## WRITTEN TASK 1
Please extract the passage of the Orion article starting with "The spacecraft, dubbed" and going on through "than ever before.".
## WRITTEN TASK 2
Rewrite the paragraph of the Orion article that begins "The spacecraft, dubbed Integrity" as a short bulleted list that keeps its main facts.
## WRITTEN TASK 3
Translate this sentence from the Orion article into Spanish: "If Orion cannot function as a reliable flying habitat, the agency's broader moon-return plans cannot proceed."

## READING TEXT
____
Tired of having too much space? Step into Orion, NASA's compact deep-space rental, where you and three carefully selected crewmates — er, roommates — share a single "open-concept floor plan."

Move-in includes white-glove transport on a 322-foot mega-stretch limo from Cape Canaveral, Florida. The 3 to 4Gs along the way are simply part of the… atmosphere.

Your home away from Earth comes with a do-it-yourself toilet awaiting installation on Day 1, a suitcase-size kitchenette, a free-floating gym, a stowage compartment that doubles as a radiation shelter, and six windows. But what this cozy 330-cubic-foot cabin lacks in personal space more than makes up for in actual outer space.

Gravity not included. Serious astronauts only. Must be comfortable hanging a privacy curtain if you don’t quite fit in the bathroom, sleeping in a bag strapped to the wall — and, oh yeah, remembering you're on a 685,000-mile test flight.

"It’s going to feel a lot bigger in microgravity in 3D," said Christina Koch, one of Orion's first occupants. "I’m really counting on that."

In a capsule roughly the size of a minivan, four astronauts — Koch, Reid Wiseman, Victor Glover, and Jeremy Hansen — will spend about 10 days proving the spacecraft can safely sustain human life. The mission could launch as early as this Wednesday, April 1

The stakes reach far beyond comfort. Artemis II is NASA's first crewed mission beyond low-Earth orbit in more than a half-century — a critical test before astronauts attempt moon landings later this decade. If Orion cannot function as a reliable flying habitat, the agency's broader moon-return plans cannot proceed.

The spacecraft, dubbed Integrity by the crew, must serve as cockpit, lab, dining room, bathroom, bedroom, and lifeboat all at once. Every bag, laptop, and checklist must justify its place. The astronauts will have over 50 percent more room than their Apollo predecessors — but far less than crews aboard the sprawling, 13,000-cubic-foot International Space Station.

The crew will spend their days running demonstrations and monitoring systems. One thing they won't do is leave the confines of the capsule: The mission will loop around the moon's far side — potentially carrying humans farther from Earth than ever before.

"For me, I actually feel completely 100 percent bought-in when I get in Orion. It's like climbing into my bed, and I'll feel warm and tucked-in."
Engineers demonstrate how the Artemis 2 crew will sit for launch inside the Orion spacecraft, using a mock ship at NASA's Johnson Space Center. Credit: NASA / Robert Markowitz

Going to the bathroom and eating

Once the launch phase ends, Koch and Hansen will begin transforming the vehicle into living space. They will set up the toilet, water dispenser, and food warmer — and fold away the seats. Afterall, why sit in microgravity when you can float?
____
## DATASET EXCERPT
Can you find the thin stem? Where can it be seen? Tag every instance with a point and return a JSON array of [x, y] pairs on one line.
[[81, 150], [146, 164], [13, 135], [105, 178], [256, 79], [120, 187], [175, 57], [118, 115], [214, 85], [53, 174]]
____
## EXERCISE RESULT 1
The spacecraft, dubbed Integrity by the crew, must serve as cockpit, lab, dining room, bathroom, bedroom, and lifeboat all at once. Every bag, laptop, and checklist must justify its place. The astronauts will have over 50 percent more room than their Apollo predecessors — but far less than crews aboard the sprawling, 13,000-cubic-foot International Space Station.

The crew will spend their days running demonstrations and monitoring systems. One thing they won't do is leave the confines of the capsule: The mission will loop around the moon's far side — potentially carrying humans farther from Earth than ever before.

## EXERCISE RESULT 2
- The crew has named the spacecraft Integrity.
- It must serve as cockpit, lab, dining room, bathroom, bedroom, and lifeboat all at once.
- Every bag, laptop, and checklist must justify its place.
- The astronauts will have over 50 percent more room than the Apollo crews.
- They will have far less room than crews on the 13,000-cubic-foot International Space Station.

## EXERCISE RESULT 3
Si Orion no puede funcionar como un hábitat volador confiable, los planes más amplios de la agencia para regresar a la Luna no pueden seguir adelante.